**** TASK INPUT ****

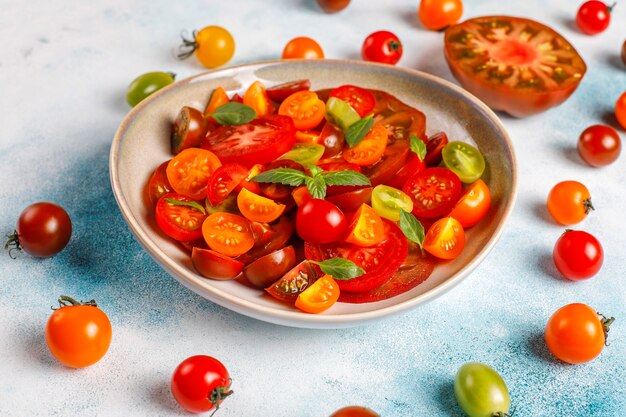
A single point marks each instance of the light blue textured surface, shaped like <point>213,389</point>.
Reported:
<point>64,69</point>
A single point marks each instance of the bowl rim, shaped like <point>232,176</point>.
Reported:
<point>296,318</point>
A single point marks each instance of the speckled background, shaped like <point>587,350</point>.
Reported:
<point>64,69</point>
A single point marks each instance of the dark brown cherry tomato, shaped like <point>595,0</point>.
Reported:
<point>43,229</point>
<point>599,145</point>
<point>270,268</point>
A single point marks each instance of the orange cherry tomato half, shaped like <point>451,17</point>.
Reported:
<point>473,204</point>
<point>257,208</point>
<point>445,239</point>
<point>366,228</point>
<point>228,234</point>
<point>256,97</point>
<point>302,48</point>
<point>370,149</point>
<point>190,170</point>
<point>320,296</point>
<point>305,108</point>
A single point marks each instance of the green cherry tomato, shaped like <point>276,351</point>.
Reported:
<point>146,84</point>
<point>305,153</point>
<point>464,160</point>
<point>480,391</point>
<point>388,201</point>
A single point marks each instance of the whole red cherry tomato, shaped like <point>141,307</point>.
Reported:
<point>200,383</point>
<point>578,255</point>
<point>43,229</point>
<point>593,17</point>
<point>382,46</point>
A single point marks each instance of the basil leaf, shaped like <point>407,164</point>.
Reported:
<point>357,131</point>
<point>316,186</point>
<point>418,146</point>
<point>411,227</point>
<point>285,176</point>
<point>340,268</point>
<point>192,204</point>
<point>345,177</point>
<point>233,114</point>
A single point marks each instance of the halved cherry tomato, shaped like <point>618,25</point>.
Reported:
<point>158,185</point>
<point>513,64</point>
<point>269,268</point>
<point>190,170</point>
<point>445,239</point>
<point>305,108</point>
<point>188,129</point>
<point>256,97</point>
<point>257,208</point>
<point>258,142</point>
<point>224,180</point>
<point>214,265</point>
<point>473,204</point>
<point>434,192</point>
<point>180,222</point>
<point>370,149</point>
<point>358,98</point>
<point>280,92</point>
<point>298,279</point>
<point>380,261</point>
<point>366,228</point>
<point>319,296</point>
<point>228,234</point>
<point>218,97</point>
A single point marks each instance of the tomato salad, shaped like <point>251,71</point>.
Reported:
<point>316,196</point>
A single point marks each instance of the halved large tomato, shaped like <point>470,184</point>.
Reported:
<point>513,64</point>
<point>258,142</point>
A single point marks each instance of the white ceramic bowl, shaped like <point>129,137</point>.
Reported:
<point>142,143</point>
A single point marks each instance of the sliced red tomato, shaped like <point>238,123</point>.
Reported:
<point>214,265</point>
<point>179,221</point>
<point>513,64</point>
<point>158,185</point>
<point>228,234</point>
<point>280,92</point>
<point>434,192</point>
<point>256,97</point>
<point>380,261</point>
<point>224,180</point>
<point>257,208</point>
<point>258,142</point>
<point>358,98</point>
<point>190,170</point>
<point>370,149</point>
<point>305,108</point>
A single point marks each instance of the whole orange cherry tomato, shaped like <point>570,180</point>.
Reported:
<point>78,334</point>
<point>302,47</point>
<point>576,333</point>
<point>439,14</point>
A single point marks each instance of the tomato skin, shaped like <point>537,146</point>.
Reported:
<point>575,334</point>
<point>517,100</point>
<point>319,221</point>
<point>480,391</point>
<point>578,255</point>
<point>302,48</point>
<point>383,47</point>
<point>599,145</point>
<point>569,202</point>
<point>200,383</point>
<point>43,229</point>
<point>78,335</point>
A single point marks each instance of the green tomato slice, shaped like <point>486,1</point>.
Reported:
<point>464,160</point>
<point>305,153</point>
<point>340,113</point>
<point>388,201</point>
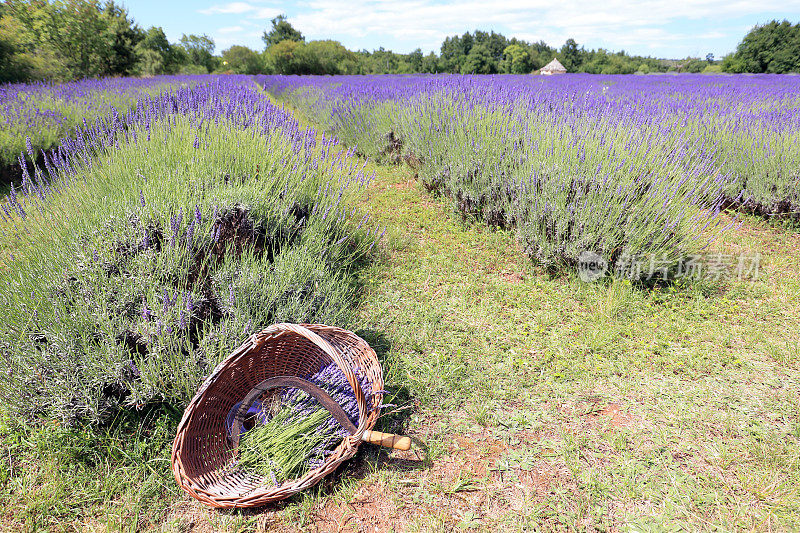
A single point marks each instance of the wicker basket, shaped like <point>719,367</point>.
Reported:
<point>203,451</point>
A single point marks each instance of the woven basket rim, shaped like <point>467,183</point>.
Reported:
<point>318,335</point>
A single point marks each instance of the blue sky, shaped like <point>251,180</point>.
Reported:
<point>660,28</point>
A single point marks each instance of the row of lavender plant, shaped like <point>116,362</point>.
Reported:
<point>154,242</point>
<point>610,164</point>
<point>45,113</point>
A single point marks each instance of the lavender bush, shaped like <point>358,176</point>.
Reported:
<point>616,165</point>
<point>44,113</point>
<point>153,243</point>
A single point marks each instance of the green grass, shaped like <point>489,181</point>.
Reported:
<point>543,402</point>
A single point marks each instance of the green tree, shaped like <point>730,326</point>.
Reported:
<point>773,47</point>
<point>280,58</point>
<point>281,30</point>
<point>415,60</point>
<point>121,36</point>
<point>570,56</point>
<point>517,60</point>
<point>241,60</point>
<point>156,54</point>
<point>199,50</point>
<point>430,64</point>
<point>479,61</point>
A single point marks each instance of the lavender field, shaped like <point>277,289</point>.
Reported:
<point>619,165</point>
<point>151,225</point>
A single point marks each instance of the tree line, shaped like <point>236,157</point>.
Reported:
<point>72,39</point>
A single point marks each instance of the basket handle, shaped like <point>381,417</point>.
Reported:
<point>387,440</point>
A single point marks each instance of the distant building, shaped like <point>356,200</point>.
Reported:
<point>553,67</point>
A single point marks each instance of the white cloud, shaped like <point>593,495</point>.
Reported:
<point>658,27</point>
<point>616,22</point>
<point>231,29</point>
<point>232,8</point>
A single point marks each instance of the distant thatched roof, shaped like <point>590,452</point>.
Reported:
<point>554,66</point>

****
**** TASK INPUT ****

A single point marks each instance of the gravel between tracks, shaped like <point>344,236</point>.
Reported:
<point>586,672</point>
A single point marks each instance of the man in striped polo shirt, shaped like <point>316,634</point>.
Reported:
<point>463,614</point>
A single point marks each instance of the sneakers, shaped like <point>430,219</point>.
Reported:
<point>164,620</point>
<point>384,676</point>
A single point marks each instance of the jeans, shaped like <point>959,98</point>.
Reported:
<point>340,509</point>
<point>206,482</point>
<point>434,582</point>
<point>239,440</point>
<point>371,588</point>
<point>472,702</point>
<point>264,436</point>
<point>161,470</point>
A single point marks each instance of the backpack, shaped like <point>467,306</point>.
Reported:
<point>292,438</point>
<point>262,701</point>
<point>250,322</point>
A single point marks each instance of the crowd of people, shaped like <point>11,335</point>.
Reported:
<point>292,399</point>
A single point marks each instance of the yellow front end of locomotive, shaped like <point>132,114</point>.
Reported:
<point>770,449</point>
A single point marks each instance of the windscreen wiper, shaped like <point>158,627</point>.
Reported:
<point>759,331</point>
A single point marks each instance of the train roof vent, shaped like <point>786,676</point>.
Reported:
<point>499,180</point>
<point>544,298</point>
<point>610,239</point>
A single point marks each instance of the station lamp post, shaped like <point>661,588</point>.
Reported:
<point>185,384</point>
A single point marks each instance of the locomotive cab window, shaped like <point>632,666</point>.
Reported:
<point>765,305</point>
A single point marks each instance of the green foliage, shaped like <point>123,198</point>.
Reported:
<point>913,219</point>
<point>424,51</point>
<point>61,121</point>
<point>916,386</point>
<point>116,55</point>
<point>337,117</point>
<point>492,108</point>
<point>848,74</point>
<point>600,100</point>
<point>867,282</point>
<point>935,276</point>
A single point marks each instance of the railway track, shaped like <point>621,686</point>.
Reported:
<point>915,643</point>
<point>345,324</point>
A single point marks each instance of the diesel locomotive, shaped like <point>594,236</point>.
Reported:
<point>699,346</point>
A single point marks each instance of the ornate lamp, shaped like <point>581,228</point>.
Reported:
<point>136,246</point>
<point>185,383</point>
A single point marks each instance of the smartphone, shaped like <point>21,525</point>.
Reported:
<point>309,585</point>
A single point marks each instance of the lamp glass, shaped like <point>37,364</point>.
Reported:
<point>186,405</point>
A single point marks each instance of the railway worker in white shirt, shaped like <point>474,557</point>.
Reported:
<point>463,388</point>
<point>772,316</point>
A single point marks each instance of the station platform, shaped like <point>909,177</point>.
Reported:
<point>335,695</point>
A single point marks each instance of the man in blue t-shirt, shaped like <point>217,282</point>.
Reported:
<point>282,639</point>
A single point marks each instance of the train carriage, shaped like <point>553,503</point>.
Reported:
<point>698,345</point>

****
**** TASK INPUT ****

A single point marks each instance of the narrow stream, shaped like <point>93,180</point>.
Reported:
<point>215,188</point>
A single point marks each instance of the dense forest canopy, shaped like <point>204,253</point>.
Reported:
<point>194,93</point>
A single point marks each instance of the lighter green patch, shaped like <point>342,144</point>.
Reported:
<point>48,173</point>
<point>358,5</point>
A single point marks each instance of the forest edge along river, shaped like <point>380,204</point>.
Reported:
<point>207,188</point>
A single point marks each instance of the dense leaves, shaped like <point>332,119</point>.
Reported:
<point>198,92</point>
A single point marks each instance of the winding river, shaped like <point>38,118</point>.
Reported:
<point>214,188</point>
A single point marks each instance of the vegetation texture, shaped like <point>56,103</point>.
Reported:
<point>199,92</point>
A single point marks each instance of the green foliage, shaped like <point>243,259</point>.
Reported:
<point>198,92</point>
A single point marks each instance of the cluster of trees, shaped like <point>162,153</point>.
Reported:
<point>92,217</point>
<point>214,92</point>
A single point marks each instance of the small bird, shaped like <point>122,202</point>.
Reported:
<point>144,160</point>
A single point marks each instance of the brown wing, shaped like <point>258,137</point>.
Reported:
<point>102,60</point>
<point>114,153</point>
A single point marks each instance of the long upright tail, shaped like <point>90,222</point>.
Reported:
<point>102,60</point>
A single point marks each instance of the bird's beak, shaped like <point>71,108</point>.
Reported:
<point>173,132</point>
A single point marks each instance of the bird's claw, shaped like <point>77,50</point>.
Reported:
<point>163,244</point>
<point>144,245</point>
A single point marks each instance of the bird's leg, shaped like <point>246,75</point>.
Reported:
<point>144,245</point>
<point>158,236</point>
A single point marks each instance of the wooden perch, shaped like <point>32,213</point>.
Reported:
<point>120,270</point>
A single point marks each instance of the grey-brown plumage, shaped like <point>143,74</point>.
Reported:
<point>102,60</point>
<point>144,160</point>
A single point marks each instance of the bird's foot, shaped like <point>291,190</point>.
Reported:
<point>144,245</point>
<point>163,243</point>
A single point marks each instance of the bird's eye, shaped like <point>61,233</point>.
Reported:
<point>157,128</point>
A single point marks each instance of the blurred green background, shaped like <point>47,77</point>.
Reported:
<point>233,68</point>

****

◆ AIM ◆
How many lines in the items above contain the string "railway"? Reply with the number alone.

◆ COMPLETE ANSWER ◆
2